*** Opening Data provided ***

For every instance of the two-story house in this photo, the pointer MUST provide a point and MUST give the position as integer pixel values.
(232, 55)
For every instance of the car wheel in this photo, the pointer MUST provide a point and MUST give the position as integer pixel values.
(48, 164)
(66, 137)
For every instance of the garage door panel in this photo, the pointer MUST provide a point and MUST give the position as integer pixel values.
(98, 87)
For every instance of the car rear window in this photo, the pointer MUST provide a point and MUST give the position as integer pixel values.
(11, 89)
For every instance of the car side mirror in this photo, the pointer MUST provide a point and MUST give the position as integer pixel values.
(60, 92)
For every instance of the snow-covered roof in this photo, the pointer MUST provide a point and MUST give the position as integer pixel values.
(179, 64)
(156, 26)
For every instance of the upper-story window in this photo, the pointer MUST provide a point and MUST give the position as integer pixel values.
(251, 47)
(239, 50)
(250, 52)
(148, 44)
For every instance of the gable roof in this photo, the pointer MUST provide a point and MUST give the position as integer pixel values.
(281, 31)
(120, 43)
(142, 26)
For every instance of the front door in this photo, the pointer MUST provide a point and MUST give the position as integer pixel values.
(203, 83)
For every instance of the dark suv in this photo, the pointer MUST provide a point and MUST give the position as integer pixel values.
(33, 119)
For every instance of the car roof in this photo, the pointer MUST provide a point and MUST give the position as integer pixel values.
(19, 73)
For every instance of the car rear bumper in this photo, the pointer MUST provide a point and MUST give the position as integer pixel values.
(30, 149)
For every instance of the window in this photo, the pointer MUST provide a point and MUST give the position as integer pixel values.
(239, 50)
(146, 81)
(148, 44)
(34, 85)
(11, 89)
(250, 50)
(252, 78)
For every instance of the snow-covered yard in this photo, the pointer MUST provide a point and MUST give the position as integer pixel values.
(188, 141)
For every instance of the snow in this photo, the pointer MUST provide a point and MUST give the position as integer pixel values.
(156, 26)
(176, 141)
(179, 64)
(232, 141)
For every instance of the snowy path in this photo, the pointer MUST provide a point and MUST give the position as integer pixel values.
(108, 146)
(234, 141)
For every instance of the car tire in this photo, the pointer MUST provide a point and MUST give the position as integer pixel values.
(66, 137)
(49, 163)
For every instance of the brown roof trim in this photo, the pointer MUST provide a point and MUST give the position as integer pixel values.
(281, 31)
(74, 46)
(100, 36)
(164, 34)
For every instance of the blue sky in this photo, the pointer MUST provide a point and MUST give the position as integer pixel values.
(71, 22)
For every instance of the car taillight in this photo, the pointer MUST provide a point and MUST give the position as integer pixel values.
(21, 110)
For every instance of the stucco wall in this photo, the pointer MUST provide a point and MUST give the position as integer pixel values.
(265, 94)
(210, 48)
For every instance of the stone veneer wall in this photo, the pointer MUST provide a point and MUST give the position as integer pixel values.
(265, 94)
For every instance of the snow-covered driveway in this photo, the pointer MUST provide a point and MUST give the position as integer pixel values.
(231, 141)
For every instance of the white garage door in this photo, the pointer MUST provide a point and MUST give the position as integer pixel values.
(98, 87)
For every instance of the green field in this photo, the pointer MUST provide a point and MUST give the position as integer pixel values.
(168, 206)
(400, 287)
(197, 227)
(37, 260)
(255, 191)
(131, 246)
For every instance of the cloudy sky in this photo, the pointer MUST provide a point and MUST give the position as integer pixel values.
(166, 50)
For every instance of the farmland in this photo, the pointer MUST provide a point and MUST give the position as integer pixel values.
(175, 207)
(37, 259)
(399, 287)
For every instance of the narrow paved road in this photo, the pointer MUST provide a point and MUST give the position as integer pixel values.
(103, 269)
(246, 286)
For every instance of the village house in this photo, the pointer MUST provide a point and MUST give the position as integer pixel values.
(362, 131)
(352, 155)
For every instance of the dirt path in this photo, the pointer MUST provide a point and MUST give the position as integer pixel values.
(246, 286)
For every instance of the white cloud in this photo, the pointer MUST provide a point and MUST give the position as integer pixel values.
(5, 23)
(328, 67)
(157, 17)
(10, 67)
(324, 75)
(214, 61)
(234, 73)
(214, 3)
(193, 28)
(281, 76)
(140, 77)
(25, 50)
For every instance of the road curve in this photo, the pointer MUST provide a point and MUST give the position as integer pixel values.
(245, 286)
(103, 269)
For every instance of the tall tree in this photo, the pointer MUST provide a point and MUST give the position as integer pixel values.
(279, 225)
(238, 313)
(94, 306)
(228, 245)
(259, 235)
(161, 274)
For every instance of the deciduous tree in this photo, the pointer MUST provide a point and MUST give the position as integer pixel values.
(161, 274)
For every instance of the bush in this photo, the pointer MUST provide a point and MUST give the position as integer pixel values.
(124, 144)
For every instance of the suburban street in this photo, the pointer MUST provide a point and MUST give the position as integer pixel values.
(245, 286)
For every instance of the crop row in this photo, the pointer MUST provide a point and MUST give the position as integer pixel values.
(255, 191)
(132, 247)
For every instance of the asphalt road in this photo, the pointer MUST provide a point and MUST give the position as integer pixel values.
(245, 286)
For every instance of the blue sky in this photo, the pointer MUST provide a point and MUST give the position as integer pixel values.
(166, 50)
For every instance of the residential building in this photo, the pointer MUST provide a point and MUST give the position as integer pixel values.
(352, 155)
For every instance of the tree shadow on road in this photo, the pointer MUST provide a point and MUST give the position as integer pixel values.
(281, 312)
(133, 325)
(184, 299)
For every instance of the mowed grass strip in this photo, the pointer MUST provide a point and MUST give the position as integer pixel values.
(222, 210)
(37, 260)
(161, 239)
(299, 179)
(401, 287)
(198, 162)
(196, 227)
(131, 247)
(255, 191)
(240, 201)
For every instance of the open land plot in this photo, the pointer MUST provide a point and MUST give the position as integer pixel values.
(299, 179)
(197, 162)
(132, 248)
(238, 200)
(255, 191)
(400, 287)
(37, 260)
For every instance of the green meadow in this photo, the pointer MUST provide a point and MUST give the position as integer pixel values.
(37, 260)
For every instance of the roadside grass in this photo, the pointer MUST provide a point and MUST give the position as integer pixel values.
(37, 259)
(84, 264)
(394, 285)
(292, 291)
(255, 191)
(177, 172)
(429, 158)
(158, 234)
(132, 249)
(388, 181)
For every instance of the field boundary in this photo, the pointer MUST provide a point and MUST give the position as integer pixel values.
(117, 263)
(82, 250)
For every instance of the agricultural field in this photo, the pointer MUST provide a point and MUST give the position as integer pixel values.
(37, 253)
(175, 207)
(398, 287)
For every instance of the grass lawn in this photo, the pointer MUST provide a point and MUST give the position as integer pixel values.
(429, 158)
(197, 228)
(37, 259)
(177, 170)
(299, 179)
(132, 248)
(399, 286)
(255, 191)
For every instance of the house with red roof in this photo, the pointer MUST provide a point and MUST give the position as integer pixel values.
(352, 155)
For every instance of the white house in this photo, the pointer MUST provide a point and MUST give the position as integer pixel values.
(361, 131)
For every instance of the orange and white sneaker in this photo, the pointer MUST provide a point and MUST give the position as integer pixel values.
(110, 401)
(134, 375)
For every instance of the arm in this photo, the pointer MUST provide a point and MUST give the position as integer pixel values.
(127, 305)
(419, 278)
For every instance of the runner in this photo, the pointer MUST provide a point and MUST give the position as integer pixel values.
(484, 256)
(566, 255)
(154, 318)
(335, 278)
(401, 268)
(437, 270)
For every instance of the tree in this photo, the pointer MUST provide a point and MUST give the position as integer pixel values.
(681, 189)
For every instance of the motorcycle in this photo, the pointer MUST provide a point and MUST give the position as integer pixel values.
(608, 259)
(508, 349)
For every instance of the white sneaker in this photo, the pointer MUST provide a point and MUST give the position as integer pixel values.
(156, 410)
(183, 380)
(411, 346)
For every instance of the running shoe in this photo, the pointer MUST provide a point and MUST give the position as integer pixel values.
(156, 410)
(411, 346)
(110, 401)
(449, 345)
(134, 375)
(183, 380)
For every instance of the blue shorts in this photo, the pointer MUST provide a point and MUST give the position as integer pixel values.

*** Closing Data provided ***

=== Exercise aim ===
The result should consist solely of the lines from the one that contains "For every instance of the motorcycle" to the last line of the records above, reproduced exactly.

=== Reply ===
For every instance of the motorcycle in this photo, the pointer MUST provide a point and MUST give the position as integer pixel values.
(608, 259)
(508, 349)
For every instance of the white sneaker in this photo, the pointer MUST provide a point and MUST give the position as integer pixel values.
(156, 410)
(183, 380)
(411, 346)
For every instance of the running shoe in this photo, the pointer MUST provide a point and MUST give the position as integer pixel values.
(156, 410)
(411, 346)
(110, 401)
(449, 345)
(134, 375)
(183, 380)
For every instance of the blue shorts in this photo, the pointer MUST provide a point and MUST give the position as integer pixel values.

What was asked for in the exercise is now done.